TASK DESCRIPTION: Rewrite the data below, including the requests, starting at the beginning of the data and ending at the line containing "POLYGON ((31 227, 25". Shift every coordinate in the answer polygons by -139, and leave the requests and format samples unchanged.
━━ EXCERPTED RECORDS ━━
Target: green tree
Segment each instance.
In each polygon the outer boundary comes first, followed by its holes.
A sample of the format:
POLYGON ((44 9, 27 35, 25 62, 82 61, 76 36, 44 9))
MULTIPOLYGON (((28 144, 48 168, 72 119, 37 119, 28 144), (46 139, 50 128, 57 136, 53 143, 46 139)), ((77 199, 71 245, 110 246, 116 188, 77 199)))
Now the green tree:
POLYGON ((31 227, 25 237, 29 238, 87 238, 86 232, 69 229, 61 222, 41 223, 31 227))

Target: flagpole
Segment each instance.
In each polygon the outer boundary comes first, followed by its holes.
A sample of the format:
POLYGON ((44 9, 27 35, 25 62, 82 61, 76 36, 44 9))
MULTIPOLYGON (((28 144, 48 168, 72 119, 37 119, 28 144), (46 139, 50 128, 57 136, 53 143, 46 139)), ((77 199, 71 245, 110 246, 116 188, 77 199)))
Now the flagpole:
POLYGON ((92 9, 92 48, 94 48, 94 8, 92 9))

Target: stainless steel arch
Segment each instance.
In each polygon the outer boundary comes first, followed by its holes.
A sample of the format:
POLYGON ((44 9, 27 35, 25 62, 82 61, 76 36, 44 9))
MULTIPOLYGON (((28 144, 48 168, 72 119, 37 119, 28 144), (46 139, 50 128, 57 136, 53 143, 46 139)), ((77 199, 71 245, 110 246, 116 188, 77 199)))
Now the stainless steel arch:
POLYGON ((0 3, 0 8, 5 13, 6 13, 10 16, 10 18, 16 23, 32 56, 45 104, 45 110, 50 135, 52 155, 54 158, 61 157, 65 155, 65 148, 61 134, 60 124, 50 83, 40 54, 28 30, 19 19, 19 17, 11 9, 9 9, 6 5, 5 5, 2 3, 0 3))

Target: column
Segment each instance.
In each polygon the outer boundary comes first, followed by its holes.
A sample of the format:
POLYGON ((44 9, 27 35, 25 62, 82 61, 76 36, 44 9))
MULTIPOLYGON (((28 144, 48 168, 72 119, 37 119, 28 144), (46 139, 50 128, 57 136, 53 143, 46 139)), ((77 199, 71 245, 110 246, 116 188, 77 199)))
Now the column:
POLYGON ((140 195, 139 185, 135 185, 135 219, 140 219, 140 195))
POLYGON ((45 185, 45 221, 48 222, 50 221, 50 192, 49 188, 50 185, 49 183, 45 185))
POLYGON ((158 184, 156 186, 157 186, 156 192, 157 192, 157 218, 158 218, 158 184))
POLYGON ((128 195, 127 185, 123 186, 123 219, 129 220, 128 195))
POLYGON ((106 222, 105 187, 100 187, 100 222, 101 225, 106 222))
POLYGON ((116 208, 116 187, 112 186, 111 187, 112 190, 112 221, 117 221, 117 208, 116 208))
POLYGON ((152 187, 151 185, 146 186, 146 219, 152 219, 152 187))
━━━
ANSWER:
Target: green tree
Segment each instance.
In each polygon the outer boundary comes first, followed by its holes.
A sample of the format:
POLYGON ((44 9, 27 35, 25 62, 82 61, 76 36, 44 9))
MULTIPOLYGON (((28 144, 48 168, 72 119, 37 119, 28 144), (46 139, 50 128, 57 136, 53 143, 46 139)), ((77 199, 71 245, 110 246, 116 188, 77 199)))
Now the green tree:
POLYGON ((-108 88, -114 98, -110 99, -52 99, -53 93, -70 90, -78 83, -98 84, -108 88))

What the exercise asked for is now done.